### [Task prompt]
Whatever the records say, set them down exactly.

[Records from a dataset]
■ ■ ■ ■
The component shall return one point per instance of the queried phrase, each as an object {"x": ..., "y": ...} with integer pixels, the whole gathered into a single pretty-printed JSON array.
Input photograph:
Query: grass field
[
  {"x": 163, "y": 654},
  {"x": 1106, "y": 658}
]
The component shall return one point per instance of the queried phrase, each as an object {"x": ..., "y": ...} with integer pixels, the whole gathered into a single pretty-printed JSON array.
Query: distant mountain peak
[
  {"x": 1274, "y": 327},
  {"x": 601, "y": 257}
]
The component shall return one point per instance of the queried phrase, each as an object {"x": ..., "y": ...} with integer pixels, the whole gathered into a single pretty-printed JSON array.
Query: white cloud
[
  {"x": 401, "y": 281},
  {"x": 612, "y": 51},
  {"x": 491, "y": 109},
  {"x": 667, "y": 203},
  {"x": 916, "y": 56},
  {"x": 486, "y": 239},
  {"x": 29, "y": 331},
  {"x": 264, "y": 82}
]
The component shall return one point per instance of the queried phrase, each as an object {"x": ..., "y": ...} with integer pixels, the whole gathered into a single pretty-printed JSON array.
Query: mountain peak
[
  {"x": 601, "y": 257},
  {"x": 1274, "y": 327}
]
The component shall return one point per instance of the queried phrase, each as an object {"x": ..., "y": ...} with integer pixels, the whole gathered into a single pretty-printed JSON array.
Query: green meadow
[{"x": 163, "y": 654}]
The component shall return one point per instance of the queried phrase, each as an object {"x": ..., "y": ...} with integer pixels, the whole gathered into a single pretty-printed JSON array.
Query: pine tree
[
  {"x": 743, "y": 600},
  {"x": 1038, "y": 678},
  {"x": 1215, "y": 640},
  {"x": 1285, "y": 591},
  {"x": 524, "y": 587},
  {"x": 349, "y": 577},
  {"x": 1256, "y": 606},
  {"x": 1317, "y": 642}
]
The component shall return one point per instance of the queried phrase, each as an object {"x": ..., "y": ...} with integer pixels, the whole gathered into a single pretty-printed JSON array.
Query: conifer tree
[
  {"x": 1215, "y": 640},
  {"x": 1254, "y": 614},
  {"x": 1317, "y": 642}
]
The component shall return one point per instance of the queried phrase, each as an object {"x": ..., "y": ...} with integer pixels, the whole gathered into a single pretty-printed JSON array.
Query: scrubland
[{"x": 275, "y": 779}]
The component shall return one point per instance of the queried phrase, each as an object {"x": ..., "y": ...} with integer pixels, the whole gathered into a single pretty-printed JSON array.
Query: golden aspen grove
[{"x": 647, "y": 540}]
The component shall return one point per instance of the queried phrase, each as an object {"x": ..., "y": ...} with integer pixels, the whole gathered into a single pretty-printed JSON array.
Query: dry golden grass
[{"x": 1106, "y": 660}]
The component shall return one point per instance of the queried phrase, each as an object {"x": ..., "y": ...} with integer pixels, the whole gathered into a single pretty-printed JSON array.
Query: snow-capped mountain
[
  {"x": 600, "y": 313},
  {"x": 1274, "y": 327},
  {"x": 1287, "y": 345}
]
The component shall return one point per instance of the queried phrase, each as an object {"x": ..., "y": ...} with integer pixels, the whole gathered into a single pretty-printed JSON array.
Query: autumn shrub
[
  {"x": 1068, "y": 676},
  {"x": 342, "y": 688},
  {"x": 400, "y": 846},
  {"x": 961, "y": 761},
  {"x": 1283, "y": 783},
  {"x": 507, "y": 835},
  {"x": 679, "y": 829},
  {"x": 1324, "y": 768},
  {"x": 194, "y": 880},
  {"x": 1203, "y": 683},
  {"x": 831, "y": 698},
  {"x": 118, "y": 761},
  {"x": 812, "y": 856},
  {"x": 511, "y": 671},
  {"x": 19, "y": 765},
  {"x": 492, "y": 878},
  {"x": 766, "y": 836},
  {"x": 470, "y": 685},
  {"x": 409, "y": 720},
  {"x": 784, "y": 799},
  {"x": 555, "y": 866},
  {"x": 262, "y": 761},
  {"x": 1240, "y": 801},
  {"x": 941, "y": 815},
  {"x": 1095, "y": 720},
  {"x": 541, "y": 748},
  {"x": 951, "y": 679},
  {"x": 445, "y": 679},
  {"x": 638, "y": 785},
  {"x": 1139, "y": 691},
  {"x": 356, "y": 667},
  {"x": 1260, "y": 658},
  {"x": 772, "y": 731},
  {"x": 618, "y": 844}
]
■ ■ ■ ■
### [Response area]
The component shall return one point per instance of the queried phrase, each as an object {"x": ..., "y": ...} with integer pixels, the whole gathered into a single pretty-printed JSON array.
Input photograph:
Query: grass field
[
  {"x": 163, "y": 654},
  {"x": 1106, "y": 658}
]
The component shall return one point per instance of the queried phrase, each as an object {"x": ..., "y": ...} with integer pixels, the whole gathered into a single pretty-printed JSON array.
Query: distant mountain peak
[
  {"x": 1274, "y": 327},
  {"x": 601, "y": 257}
]
The component shall return one point per instance of the queried phrase, each as an object {"x": ..., "y": ...} with integer pixels, the whole gathered into a single pretty-printed JSON array.
Query: white cloud
[
  {"x": 401, "y": 281},
  {"x": 612, "y": 51},
  {"x": 491, "y": 109},
  {"x": 667, "y": 203},
  {"x": 916, "y": 56},
  {"x": 486, "y": 239},
  {"x": 29, "y": 331},
  {"x": 264, "y": 82}
]
The component shall return one point per instance of the queried phrase, each as an object {"x": ..., "y": ...} with integer pixels, the whole gathered into a single pretty-printed JSON array.
Query: mountain peak
[
  {"x": 601, "y": 257},
  {"x": 1274, "y": 327}
]
The component shall return one point per instance of the queried phrase, each as an object {"x": ..., "y": ...} with integer pixels, the whole gathered into a single pretty-printed JSON array.
Query: green meadow
[{"x": 163, "y": 654}]
The component shall return one point per instance of the queried phrase, each as an object {"x": ..., "y": ...} with integer pixels, the whole gathered into a single pretty-printed JSON array.
Query: pine tree
[
  {"x": 743, "y": 600},
  {"x": 1038, "y": 678},
  {"x": 1215, "y": 640},
  {"x": 1285, "y": 591},
  {"x": 524, "y": 587},
  {"x": 349, "y": 577},
  {"x": 1256, "y": 606},
  {"x": 1317, "y": 642}
]
The component shall return one point per instance of the queried phrase, each as an object {"x": ..., "y": ...} with integer pixels, the whole gathered into a single pretty-printed JSON array.
Query: conifer tree
[
  {"x": 1215, "y": 640},
  {"x": 1254, "y": 614},
  {"x": 1317, "y": 642}
]
The component shall return one point per instance of the queried phrase, each as an object {"x": ..., "y": ...} with integer pixels, the whole gathered into a single pretty-printed JSON array.
Query: scrubland
[{"x": 275, "y": 779}]
The component shall return one point per instance of the queried phrase, each as an object {"x": ..., "y": ...} with integer pixels, the whole gathered into a single pretty-printed JSON array.
Query: golden aspen grove
[{"x": 647, "y": 540}]
The component shall return one point per instance of the queried phrase, each as an object {"x": ..., "y": ...} with integer pixels, the whole gathered into a single pretty-printed JSON array.
Query: dry golden grass
[{"x": 1106, "y": 660}]
The component shall return one point per instance of the queried phrase, each as an object {"x": ..., "y": ...} with integer pixels, the whole gathered into a single pretty-printed JSON array.
Query: snow-capped mountain
[
  {"x": 600, "y": 313},
  {"x": 1274, "y": 327},
  {"x": 1287, "y": 345}
]
The component shall return one point per instance of the queried phrase, each as an object {"x": ..., "y": ...} with integer pixels, the whole gathered into a single pretty-printed JSON array.
Query: autumn shrub
[
  {"x": 1068, "y": 676},
  {"x": 342, "y": 688},
  {"x": 400, "y": 846},
  {"x": 961, "y": 761},
  {"x": 1283, "y": 783},
  {"x": 507, "y": 835},
  {"x": 679, "y": 829},
  {"x": 1324, "y": 768},
  {"x": 194, "y": 880},
  {"x": 1203, "y": 683},
  {"x": 831, "y": 698},
  {"x": 118, "y": 761},
  {"x": 812, "y": 856},
  {"x": 511, "y": 671},
  {"x": 19, "y": 765},
  {"x": 492, "y": 878},
  {"x": 766, "y": 836},
  {"x": 470, "y": 685},
  {"x": 409, "y": 720},
  {"x": 784, "y": 799},
  {"x": 555, "y": 866},
  {"x": 262, "y": 761},
  {"x": 1240, "y": 801},
  {"x": 941, "y": 815},
  {"x": 1095, "y": 720},
  {"x": 541, "y": 748},
  {"x": 951, "y": 679},
  {"x": 445, "y": 679},
  {"x": 638, "y": 785},
  {"x": 1139, "y": 691},
  {"x": 356, "y": 667},
  {"x": 1260, "y": 658},
  {"x": 772, "y": 731},
  {"x": 618, "y": 844}
]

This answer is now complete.